[Dataset entries]
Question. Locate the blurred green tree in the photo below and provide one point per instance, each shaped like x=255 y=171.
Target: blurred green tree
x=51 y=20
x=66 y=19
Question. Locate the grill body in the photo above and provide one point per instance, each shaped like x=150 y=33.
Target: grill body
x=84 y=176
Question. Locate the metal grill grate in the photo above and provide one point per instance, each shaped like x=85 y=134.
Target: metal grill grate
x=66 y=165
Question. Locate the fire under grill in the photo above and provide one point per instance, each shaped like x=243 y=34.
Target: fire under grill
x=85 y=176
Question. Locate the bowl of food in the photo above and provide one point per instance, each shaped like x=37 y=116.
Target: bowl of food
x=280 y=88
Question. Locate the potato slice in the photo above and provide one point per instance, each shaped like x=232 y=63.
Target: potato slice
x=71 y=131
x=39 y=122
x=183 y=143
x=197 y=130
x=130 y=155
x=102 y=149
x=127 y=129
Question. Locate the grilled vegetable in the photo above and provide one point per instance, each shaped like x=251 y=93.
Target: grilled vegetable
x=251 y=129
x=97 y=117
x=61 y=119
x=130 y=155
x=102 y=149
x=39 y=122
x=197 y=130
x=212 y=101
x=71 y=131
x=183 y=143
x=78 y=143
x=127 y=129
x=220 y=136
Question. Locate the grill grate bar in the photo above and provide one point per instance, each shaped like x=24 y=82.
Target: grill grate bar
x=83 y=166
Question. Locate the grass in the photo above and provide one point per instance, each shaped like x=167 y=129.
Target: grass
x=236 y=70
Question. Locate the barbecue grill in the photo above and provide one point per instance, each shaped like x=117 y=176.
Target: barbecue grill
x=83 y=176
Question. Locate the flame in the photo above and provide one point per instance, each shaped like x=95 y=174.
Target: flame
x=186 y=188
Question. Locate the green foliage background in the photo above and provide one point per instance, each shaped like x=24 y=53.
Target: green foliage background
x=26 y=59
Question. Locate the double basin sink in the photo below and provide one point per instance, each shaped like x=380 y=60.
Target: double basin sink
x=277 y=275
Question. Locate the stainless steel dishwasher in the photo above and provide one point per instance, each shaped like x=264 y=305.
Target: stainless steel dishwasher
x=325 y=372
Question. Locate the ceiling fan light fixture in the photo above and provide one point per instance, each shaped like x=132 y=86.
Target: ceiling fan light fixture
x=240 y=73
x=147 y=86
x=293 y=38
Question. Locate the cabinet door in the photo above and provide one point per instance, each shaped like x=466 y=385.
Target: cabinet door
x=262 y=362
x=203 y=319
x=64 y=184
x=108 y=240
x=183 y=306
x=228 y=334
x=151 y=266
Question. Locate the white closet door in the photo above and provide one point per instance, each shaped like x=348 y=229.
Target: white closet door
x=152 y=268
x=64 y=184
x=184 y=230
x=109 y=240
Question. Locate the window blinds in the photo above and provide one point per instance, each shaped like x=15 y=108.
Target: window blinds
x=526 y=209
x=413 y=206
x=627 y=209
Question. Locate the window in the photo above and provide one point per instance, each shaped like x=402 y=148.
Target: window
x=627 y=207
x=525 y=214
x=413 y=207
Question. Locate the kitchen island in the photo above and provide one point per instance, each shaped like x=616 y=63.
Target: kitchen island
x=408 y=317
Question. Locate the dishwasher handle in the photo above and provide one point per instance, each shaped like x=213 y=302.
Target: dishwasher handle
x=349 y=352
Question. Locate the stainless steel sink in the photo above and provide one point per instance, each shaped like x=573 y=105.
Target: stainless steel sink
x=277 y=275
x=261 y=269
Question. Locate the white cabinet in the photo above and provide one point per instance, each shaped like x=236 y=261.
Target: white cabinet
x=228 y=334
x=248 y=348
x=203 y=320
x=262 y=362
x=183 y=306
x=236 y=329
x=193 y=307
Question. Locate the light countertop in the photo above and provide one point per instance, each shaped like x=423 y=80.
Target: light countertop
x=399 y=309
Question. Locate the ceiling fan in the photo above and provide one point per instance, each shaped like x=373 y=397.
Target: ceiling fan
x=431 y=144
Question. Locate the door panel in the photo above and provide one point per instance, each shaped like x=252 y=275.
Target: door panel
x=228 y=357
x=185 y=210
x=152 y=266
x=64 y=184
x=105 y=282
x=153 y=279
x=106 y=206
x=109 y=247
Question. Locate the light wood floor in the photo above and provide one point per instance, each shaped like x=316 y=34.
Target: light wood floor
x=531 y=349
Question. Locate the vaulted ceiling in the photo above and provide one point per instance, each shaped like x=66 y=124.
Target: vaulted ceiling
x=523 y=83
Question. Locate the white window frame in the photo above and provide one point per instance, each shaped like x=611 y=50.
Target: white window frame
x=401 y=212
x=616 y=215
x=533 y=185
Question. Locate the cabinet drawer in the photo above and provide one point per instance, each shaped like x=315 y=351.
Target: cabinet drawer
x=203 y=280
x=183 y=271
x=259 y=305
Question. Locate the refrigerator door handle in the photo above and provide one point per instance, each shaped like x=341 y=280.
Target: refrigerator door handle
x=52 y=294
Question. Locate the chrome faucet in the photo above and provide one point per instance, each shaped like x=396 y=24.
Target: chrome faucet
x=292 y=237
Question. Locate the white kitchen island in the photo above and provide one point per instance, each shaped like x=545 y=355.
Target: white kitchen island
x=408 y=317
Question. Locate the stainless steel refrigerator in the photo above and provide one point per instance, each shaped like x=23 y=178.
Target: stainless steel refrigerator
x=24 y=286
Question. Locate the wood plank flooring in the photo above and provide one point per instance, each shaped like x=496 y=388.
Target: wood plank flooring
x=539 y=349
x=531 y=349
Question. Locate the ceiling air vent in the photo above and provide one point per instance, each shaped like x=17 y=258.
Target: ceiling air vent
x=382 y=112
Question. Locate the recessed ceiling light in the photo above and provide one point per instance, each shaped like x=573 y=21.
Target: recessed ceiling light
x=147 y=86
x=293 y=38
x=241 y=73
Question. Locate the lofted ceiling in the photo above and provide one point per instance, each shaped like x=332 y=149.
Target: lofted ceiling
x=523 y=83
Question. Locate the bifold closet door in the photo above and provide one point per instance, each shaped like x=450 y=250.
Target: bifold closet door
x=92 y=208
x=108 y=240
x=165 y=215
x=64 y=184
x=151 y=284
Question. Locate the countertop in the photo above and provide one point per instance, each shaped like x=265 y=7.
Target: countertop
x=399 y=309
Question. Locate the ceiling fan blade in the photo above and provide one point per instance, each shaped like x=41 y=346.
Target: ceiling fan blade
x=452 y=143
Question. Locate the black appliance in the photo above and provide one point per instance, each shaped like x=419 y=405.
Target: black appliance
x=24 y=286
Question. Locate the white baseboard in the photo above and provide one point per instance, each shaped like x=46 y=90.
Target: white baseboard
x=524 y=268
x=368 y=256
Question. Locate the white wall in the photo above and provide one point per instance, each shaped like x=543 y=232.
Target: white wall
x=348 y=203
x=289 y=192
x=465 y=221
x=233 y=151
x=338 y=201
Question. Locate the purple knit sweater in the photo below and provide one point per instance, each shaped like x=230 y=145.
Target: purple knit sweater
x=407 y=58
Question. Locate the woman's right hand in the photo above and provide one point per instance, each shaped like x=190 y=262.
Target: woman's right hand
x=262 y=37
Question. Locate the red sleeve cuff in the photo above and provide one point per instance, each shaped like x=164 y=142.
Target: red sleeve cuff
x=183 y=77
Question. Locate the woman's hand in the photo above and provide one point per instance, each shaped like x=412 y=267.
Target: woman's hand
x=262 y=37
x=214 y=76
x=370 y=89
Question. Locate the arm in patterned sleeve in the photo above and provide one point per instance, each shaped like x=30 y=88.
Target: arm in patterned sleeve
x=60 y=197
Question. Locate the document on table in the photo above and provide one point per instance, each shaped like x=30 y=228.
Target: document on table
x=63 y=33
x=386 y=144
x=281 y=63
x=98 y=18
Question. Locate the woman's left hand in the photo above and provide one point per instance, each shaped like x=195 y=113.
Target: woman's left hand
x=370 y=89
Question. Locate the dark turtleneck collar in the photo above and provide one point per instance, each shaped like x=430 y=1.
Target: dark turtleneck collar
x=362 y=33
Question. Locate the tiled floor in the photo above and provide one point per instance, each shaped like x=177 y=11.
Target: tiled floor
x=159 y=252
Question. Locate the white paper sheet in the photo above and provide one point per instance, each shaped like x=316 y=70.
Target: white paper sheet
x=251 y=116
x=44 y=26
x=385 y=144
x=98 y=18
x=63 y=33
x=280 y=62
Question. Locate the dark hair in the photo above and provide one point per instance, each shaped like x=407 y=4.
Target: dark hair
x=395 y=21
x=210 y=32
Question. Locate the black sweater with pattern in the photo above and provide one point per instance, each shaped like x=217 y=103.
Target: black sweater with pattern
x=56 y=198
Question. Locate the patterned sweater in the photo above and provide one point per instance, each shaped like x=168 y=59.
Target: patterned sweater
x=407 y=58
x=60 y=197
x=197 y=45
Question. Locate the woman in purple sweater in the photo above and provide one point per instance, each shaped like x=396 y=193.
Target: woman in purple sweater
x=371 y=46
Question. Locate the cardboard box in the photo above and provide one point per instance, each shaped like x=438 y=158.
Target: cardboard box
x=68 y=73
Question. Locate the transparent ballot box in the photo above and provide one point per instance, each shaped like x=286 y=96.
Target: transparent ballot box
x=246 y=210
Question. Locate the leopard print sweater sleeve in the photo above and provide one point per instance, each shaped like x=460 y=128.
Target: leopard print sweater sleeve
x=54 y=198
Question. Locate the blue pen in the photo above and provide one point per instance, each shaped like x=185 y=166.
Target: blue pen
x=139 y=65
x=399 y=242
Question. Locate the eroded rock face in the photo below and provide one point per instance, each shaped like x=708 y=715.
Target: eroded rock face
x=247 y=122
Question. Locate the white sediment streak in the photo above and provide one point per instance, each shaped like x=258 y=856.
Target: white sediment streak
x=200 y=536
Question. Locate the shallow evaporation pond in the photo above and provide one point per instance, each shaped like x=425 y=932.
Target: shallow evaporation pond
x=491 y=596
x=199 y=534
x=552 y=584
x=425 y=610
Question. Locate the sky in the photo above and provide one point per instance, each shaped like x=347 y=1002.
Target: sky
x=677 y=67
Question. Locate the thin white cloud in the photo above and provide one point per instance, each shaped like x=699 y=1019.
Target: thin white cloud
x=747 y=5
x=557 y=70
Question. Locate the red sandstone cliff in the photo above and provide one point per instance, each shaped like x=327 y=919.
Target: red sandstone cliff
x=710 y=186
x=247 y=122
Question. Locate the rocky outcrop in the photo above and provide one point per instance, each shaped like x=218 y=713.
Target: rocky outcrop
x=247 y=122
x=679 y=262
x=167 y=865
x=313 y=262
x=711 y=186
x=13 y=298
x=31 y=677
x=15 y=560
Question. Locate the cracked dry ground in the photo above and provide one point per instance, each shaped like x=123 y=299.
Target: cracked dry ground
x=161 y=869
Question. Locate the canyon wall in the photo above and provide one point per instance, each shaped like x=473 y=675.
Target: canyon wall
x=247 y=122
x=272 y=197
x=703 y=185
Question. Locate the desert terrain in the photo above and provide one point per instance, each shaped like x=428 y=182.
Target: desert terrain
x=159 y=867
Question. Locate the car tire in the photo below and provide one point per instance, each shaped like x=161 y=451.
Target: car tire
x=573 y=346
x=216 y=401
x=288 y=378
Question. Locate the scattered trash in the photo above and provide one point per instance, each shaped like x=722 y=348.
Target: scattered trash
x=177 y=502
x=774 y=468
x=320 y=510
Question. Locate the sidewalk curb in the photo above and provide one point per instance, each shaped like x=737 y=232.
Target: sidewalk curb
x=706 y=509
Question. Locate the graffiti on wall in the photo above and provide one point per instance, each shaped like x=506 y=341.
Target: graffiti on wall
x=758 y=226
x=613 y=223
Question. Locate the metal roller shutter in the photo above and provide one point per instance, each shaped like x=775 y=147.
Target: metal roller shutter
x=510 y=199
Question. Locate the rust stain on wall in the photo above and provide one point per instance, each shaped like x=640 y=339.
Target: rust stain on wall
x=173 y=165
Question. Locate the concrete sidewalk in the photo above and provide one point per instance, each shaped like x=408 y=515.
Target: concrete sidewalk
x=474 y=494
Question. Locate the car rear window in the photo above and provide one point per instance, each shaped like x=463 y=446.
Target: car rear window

#### [Your goal]
Rewrite the rows from the line containing "Question. Locate the transparent" through the line containing "x=399 y=242", both included, changing each "Locate" to "Find" and leaving everything else as it is.

#### [Response]
Question. Find the transparent ballot box in the photo above and provide one point per instance, each shaped like x=286 y=96.
Target: transparent ballot box
x=246 y=210
Question. Find the leopard print sweater sleeve in the photo above and provide one point per instance, each shaped like x=460 y=128.
Target: leopard print sweater sleeve
x=54 y=198
Question. Find the blue pen in the photo above and provide one point per instance, each shaped like x=185 y=166.
Target: blue pen
x=139 y=65
x=399 y=242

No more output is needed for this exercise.